• Set problem
Reproduce the following records exactly from the line containing "Locate every instance of the sandy" onward, ending with the last line and including it.

• Provided information

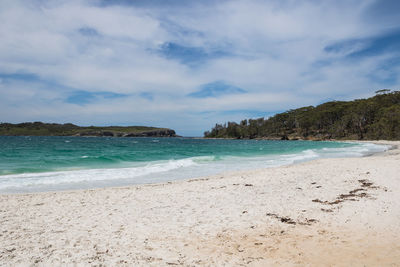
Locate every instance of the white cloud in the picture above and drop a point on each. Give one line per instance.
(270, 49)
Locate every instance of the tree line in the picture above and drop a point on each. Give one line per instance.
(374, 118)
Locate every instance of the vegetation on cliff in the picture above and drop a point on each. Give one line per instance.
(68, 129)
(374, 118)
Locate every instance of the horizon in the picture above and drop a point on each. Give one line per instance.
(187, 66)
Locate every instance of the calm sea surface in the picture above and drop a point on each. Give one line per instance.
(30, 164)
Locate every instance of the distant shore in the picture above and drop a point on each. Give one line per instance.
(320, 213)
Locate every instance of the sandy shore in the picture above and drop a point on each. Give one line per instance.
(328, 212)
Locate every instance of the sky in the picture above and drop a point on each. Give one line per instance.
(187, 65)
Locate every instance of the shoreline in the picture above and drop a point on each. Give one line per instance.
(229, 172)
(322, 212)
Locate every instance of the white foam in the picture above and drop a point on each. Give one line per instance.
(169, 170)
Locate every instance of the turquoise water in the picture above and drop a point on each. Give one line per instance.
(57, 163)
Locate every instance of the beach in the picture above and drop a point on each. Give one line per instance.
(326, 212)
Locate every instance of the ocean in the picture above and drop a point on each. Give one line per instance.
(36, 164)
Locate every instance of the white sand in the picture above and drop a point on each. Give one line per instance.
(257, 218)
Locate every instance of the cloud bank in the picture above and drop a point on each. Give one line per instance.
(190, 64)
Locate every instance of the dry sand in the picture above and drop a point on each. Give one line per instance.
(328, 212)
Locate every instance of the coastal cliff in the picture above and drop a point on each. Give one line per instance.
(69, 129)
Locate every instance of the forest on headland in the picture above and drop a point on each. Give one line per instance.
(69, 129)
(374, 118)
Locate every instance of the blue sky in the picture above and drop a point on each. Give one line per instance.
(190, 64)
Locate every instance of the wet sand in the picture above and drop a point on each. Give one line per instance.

• Correct response
Locate every instance of the sandy shore in the picture above and drop a point on each. Give one line per instance.
(328, 212)
Locate every instance of the sky in the picture above and drop a point on each. Give one line per instance.
(187, 65)
Locate every instance of the shoreline in the picture above and drop a point on each. Give one line per instance.
(229, 172)
(322, 212)
Locate every instance of the white foam in the picture above and drop a point on each. Give one line per instance.
(169, 170)
Locate every instance of the turquoise water in the picture above and drop a point on each. Give one line per instance.
(57, 163)
Locate every instance of the beach in the picture above and drop a point on each. Give one line per instance.
(326, 212)
Locate every instance of the ocean in the picture above and drop a point on each. Give one line per instance.
(36, 164)
Locate every instance of the white sand in the picture above and drop a point on each. Give one line per instance.
(257, 218)
Locate every instance of the cloud bank in the picture above and drop a point on each. Give one line per instance.
(190, 64)
Locate every instance of the dry sand in the picture above and drop a point on each. Give one line per instance.
(328, 212)
Locate every instance of the coastal cliff in the picture above and drop a point on each. Give one line per instance.
(69, 129)
Locate every instance of the forest on headland in the picture above and drop a point on each. Give one line per instance.
(69, 129)
(374, 118)
Locate every instance of the blue sky in the picture above and drop a point on each. Give one line per instance.
(190, 64)
Locate every instance of the wet sand in the picture above and drop a point on each. Give one line per instance.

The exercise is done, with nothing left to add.